* **Sayfa Metni**:
Parfüm seçiminde temel kriterler içinden tercihiniz

YILKANT

Administrator
Yönetici
#1
Biliyorsunuz alım sürecine geçerken göreli olarak bazı kriterlere göre alıp almayacağımıza karar veriyoruz.
Bunları şöyle sıralayabiliriz.
Kalıcılık
Farkedilirlik
Genel beğeniye uygunluk
Koku kalitesi
Koku doğallığı
Kullanılabilirlik

Bunlar tabi benim kategorizasyonum. Başka seçeneklerde olabilir.

Ben bu kriterlerden artık kokunun kalitesine daha çok dikkat ediyorum. Ancak beğendiğim bir koku kaliteli olursa kullanabilirim. Kaliteli bir kokunun farkedilmesini veya uzun süre kalmasını çok düşünmem. Kaliteli bir parfümün mevsim iklim ya da zaman dilimi, insanların tepkisi gibi dış etkenlere takılmadan kullanabileceğimi düşünüyorum. Tribünlere oynamak istersem ki bu çok olmaz ona uygun silahlarım da var elbette; :) ancak benim önceliğim kokunun bana kalite hissiyatını yaşatmasıdır.

Sizde durum nedir arkadaşlar?
 

Debussy

Moderator
Yönetici
#2
Tam bu konu aklımdaydı, hatta baslik bile aynıydı, konuyu görünce sasirip gece uyku sersemi bu konuyu mu açtım yoksa dedim:).

* **Verilen Malzemeler**:

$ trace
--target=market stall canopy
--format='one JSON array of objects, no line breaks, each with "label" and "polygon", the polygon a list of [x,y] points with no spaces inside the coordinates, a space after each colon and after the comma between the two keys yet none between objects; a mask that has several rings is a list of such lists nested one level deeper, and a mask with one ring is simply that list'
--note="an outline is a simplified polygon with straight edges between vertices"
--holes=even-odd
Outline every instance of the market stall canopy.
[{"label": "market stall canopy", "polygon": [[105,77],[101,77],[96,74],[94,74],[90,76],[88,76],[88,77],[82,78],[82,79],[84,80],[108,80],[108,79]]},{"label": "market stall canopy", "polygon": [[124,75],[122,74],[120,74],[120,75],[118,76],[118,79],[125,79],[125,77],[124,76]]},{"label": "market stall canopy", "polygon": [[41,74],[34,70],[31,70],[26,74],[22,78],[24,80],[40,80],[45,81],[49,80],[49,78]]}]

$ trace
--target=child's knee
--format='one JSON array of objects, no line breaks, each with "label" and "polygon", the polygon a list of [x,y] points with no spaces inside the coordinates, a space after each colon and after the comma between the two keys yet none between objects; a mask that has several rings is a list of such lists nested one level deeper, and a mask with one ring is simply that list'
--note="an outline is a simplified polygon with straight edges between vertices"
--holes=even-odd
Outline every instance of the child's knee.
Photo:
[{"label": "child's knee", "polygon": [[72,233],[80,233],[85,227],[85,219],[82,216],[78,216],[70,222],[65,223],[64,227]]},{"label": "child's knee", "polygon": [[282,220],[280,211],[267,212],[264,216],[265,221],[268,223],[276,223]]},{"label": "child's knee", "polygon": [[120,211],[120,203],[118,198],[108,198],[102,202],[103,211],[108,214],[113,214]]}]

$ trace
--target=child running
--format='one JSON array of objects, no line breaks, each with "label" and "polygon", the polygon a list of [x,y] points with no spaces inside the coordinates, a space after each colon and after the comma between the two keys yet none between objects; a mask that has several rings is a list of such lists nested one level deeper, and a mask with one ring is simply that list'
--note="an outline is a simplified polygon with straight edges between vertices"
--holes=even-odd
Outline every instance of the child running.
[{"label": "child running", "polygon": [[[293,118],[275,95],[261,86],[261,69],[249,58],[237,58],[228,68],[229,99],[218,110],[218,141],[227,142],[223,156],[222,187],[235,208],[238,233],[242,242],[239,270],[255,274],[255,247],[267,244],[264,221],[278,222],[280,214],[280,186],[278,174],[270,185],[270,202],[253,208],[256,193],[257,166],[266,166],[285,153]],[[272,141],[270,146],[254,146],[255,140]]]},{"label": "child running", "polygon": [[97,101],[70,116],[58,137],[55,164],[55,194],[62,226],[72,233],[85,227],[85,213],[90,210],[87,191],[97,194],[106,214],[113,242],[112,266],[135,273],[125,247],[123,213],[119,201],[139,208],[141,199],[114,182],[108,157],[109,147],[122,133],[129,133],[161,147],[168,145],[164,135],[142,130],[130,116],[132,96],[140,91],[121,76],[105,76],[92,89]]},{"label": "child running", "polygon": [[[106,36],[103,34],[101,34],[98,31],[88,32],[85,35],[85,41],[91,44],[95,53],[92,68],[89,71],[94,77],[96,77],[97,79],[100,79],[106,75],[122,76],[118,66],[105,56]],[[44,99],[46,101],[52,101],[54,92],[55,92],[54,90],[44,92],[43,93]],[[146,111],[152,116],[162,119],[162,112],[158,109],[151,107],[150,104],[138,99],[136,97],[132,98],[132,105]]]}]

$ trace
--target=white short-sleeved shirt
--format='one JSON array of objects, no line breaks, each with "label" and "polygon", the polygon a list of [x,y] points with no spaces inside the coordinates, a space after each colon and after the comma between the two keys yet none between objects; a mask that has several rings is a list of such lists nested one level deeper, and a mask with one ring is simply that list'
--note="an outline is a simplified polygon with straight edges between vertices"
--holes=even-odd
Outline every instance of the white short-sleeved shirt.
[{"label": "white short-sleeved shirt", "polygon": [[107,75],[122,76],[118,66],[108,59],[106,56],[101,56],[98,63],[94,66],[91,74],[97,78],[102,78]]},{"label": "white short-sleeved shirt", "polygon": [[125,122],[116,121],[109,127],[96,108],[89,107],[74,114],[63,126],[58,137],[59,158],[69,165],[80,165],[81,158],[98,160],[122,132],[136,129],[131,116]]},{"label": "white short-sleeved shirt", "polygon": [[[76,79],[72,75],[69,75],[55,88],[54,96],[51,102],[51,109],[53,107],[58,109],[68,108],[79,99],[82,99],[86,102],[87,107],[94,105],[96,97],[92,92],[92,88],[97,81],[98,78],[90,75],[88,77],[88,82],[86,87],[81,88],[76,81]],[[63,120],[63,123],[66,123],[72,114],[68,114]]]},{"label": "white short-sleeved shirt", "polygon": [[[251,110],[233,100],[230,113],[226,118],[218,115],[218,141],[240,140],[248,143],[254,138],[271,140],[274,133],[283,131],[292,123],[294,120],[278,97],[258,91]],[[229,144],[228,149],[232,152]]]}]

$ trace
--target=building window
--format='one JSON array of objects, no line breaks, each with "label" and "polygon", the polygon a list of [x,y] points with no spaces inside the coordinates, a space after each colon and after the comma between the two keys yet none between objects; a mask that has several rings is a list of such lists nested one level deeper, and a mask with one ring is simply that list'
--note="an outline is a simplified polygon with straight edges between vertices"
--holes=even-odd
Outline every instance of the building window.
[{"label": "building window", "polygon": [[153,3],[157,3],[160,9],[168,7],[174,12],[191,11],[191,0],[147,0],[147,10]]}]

* * *

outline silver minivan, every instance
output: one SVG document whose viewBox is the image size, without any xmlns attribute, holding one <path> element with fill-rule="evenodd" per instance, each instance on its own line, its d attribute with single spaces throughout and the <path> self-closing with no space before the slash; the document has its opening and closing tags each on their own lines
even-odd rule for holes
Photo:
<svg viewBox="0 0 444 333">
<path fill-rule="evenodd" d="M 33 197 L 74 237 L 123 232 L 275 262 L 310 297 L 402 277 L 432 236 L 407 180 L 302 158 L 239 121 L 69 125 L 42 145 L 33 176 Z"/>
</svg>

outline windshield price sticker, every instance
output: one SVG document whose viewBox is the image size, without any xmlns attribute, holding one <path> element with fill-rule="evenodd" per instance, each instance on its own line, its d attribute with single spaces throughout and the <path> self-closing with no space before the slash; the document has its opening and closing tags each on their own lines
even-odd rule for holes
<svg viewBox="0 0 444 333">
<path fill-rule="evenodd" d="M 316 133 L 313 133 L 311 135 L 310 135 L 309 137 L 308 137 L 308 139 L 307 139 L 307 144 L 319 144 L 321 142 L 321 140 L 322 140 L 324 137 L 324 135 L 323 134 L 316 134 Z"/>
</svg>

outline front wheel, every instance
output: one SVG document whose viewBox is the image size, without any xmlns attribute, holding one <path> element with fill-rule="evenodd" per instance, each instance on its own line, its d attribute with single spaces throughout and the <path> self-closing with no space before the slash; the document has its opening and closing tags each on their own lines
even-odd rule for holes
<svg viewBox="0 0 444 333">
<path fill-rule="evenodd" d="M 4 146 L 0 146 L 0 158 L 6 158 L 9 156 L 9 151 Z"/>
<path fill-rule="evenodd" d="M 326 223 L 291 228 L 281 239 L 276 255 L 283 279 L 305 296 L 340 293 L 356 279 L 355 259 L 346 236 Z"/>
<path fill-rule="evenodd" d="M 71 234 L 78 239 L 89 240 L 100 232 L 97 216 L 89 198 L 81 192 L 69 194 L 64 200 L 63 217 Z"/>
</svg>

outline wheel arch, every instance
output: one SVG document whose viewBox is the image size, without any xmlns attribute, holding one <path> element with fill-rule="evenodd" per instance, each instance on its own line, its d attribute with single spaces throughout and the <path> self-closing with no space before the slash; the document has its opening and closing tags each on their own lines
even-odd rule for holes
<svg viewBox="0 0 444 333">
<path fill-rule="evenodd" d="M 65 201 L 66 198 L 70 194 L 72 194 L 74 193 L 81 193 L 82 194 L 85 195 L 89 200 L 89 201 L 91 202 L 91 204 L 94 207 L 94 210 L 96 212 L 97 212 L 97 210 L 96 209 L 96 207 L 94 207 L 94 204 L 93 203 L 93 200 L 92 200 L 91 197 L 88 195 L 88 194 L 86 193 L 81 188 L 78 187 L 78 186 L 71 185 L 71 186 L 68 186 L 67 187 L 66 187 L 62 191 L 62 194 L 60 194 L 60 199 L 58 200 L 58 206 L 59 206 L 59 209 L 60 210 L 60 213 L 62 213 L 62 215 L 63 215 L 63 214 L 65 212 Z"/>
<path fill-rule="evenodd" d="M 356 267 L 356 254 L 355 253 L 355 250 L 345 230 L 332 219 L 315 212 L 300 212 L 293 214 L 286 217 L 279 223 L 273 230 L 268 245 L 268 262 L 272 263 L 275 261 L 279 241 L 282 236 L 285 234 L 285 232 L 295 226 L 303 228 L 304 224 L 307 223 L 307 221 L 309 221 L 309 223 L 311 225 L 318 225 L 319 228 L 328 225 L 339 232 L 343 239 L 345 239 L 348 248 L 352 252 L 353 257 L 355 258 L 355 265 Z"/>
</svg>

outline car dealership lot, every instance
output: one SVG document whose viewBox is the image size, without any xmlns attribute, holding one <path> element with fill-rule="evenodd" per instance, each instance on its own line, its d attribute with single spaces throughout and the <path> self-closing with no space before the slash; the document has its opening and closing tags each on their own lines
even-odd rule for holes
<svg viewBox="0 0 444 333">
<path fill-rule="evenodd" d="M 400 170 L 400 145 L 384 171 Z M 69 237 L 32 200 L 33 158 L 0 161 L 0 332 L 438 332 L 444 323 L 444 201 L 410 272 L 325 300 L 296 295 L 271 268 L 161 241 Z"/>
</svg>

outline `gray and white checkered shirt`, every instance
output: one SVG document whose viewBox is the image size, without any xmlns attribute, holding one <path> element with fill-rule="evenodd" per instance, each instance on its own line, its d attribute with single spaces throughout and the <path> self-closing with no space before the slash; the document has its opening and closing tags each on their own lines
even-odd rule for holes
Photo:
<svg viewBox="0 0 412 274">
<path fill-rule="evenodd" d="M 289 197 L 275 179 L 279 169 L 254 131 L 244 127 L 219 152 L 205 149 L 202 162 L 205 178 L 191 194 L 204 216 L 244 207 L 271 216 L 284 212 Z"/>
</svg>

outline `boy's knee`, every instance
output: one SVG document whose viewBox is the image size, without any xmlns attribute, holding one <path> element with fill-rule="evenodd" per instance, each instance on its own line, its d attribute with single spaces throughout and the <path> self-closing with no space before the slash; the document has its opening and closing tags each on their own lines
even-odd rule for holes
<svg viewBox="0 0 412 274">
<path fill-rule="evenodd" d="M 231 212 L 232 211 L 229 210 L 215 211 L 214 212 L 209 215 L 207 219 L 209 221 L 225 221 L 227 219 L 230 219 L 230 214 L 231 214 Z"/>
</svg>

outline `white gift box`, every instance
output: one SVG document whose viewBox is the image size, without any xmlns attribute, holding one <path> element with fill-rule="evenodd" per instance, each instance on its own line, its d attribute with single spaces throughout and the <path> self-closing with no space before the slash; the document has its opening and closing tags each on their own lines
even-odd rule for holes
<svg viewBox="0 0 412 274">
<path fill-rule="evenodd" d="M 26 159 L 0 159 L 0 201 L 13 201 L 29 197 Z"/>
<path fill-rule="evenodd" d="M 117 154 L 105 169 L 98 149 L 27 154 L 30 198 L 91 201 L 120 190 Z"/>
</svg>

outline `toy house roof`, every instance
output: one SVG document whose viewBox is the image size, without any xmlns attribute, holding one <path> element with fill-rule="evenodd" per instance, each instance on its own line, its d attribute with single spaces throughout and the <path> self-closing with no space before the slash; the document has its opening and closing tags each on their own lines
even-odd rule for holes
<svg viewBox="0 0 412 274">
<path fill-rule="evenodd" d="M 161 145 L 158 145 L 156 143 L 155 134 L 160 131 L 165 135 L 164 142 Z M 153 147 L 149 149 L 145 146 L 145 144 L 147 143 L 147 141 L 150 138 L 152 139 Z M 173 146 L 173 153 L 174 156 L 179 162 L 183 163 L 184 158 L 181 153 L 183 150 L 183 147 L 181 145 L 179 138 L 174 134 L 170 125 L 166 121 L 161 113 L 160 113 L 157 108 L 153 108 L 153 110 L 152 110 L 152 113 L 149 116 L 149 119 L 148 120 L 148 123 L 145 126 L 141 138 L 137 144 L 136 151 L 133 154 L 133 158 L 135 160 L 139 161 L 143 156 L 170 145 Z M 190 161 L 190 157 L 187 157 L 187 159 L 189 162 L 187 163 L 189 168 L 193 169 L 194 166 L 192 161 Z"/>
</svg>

--

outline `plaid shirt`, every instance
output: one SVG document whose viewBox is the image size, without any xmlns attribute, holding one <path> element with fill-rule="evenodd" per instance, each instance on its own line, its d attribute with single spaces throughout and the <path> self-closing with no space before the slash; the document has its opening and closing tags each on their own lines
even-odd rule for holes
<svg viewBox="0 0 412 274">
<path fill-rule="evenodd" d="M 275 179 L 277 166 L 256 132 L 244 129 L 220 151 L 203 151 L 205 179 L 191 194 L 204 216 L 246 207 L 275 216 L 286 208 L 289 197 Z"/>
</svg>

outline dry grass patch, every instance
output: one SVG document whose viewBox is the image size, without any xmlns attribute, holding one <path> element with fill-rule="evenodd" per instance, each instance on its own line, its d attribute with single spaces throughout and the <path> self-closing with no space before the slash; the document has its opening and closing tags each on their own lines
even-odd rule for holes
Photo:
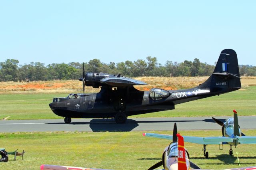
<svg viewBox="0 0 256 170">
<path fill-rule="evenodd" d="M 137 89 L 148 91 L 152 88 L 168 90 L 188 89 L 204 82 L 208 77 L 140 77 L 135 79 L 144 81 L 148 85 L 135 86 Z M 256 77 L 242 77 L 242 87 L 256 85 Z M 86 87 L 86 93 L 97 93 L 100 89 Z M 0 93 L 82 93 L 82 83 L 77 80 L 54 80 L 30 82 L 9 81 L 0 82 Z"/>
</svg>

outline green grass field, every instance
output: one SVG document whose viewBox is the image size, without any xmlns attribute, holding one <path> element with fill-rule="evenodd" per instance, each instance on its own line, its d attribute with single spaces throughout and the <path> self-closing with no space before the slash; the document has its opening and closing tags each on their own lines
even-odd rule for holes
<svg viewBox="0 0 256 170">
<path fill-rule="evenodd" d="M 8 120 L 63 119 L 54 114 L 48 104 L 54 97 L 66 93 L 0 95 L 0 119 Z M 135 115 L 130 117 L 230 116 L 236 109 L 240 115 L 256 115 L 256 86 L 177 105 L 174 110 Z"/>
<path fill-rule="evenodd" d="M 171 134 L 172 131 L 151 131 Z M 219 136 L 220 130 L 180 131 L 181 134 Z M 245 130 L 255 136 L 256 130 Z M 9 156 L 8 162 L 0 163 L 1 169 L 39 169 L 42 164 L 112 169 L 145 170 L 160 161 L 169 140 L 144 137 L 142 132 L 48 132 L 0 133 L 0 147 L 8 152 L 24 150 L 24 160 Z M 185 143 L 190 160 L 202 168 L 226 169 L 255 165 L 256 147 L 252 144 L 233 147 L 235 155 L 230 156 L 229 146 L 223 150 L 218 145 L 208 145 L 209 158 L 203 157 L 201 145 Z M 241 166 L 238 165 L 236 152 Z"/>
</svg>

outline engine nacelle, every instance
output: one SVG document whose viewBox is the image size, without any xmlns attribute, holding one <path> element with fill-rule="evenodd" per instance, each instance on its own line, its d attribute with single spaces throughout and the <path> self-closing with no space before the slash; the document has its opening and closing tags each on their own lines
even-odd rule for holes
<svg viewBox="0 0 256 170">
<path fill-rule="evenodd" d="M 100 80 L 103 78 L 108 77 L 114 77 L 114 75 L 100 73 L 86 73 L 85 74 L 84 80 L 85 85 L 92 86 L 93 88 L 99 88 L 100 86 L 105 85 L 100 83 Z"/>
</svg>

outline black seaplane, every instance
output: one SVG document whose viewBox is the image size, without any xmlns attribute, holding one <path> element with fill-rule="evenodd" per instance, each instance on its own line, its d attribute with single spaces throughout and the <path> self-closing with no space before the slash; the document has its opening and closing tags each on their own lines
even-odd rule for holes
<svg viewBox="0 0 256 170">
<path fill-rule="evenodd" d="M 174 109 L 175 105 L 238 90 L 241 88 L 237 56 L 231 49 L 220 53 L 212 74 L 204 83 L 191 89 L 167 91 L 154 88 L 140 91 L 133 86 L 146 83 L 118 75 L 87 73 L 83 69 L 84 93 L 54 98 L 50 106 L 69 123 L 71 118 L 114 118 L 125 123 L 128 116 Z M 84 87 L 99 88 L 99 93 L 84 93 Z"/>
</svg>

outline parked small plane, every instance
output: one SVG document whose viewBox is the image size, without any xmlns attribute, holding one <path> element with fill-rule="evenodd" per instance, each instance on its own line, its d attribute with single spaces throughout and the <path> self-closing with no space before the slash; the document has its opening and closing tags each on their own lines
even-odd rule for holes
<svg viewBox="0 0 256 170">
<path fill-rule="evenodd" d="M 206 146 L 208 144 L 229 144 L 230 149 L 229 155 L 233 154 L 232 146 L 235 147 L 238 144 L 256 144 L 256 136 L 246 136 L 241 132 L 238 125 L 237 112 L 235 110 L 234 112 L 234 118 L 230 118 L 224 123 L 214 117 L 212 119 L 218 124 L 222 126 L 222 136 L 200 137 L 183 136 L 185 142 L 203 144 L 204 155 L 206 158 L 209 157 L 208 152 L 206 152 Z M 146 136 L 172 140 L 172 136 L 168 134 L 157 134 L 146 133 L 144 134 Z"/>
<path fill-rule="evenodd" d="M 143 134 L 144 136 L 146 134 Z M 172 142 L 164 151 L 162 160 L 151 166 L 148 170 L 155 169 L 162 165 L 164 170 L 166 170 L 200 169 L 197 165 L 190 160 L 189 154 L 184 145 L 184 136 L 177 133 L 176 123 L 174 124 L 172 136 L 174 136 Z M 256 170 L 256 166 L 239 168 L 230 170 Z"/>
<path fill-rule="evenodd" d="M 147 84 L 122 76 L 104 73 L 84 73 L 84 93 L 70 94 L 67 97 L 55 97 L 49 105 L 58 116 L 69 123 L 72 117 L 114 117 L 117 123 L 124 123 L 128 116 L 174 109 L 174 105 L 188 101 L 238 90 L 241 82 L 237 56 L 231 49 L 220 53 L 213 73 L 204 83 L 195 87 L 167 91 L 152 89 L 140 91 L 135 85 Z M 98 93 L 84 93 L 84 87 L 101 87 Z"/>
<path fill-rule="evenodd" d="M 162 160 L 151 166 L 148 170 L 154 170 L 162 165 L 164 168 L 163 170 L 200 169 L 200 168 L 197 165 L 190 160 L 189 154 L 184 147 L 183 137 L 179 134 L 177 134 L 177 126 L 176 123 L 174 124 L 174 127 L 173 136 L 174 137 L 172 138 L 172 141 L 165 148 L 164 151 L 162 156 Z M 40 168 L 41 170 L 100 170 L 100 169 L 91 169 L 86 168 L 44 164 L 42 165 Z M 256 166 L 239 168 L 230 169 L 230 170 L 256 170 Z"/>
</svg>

* **Yönergeler**:
A - Parfüm seçimiyle ilgili metinde "Administrator" ifadesinden "Bunları şöyle sıralayabiliriz." ifadesine kadar olan kısmı, "kriterlere" yerine "ölçütlere" koyarak yeniden yazın.
B - Kayıtlarda "wheel" kelimesinin geçtiği bütün satırları bir araya toplayın.
Kayıtlar, metinle hiçbir bakımdan ilgili değildir.

* **Alıştırma Cevapları**:
A -
Administrator
Yönetici
#1
Biliyorsunuz alım sürecine geçerken göreli olarak bazı ölçütlere göre alıp almayacağımıza karar veriyoruz.
Bunları şöyle sıralayabiliriz.

B -
outline front wheel, every instance
outline wheel arch, every instance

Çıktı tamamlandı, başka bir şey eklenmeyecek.